13 April 2020, The Tablet

Archbishop warns of danger of becoming 'middle-class church'



Archbishop warns of danger of becoming 'middle-class church'

Archbishop Darmuid Martin with Pope Francis in Dublin in 2018
ALESSIA GIULIANI/CPP / IPA/IPA MilestoneMedia/PA Images

The next Archbishop of Dublin needs to be someone who can provide spiritual guidance in a very secularised world, Archbishop Diarmuid Martin has said of his future successor in the Irish Church’s largest diocese.

Speaking to The Tablet about turning 75, while cocooned under Government directives aimed at stemming the spread of the Covid-19 virus, Archbishop Martin admitted: “It wasn’t quite the usual birthday celebration.”

He said the pandemic measures were demanding and for “a person like me who is maybe hyperactive, it is inconvenient and frustrating”.

However, his 21st birthday was similarly curtailed as it fell on Good Friday while he was studying in the seminary.

“We have to face the fact that this hardship is going to continue,” he emphasised and said this was necessary to save the lives of others and to help combat “this extremely complicated and virulent virus”.

Asked if he had submitted his resignation to Pope Francis on his 75th birthday, Archbishop Martin, he said: “I communicated with the Pope some months ago and explained what I felt was good for the Archdiocese of Dublin. My feeling is that with the challenges that are coming, it is a good time to bring in a younger person – new life. I also said very clearly that I have great confidence in the body of our priests who are really committed to a process of renewal in the Church.”

The Archbishop, who succeeded Cardinal Desmond Connell in April 2004, underlined that “a long period of worthless speculation” would be “very deleterious” and added: “most of those who speculate are wrong”.

He told The Tablet: “One of the important things that a bishop has to do when he retires is to get out from under the feet of his successor.” He will stay in Dublin and is currently looking for an empty presbytery where he could live.
================================
• Exercise directions: From the article on Archbishop Diarmuid Martin, extract the passage from "The next Archbishop" to "Church’s largest diocese.". These rows have no connection to the text above.

Dataset records
================================
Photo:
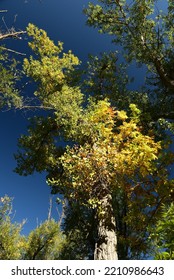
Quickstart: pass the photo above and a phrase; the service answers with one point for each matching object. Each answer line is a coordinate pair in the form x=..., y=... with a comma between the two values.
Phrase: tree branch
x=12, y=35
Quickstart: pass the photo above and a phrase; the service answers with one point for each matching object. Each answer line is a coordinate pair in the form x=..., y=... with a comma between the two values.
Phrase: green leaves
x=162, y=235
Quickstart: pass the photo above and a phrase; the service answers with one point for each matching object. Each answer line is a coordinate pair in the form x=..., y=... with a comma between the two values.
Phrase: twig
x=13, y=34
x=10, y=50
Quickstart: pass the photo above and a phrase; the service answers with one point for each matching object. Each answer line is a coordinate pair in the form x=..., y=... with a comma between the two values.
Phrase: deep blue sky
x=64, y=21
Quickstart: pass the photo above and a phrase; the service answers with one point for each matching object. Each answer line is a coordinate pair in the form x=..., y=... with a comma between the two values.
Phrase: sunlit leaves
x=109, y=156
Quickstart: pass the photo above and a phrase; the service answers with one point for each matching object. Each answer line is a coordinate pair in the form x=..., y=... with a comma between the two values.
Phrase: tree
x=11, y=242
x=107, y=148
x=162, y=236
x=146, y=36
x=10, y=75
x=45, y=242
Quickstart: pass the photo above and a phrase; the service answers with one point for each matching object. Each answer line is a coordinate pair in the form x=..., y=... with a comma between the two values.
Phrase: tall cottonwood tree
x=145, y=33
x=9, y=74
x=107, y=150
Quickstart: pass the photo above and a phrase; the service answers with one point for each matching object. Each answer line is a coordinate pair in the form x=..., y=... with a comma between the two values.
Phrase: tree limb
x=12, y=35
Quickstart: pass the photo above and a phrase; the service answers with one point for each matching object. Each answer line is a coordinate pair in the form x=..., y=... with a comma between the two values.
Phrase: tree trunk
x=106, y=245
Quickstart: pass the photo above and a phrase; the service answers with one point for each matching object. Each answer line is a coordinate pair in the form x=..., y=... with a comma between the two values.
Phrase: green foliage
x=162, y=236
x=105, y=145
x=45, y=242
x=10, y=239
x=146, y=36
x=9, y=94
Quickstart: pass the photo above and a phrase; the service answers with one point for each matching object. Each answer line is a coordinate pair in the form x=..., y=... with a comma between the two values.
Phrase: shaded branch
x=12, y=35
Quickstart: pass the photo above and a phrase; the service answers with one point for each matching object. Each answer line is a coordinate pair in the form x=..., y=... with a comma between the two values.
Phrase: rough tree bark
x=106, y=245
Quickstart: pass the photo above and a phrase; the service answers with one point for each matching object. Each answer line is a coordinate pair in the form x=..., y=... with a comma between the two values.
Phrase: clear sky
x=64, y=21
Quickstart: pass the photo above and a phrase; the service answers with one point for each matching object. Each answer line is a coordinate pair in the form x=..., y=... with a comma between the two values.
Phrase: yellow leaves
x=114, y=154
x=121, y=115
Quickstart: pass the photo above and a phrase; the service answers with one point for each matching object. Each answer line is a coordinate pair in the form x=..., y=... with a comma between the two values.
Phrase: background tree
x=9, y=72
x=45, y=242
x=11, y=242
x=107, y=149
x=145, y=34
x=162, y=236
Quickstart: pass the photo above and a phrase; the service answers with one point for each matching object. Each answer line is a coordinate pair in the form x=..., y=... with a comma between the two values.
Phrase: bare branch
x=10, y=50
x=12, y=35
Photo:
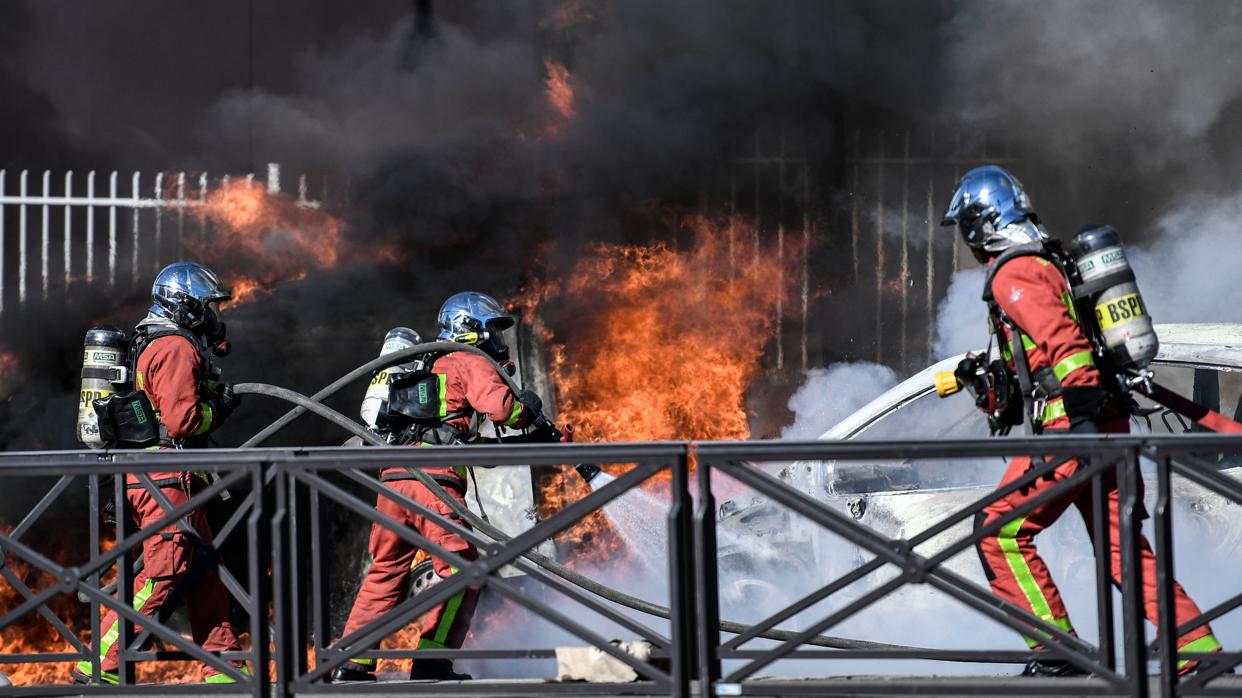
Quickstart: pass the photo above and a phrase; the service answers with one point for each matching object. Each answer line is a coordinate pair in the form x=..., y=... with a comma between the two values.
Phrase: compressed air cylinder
================================
• Task output:
The next Archbishop of Dublin needs to be someone who can provide spiritual guidance in a very secularised world, Archbishop Diarmuid Martin has said of his future successor in the Irish Church’s largest diocese.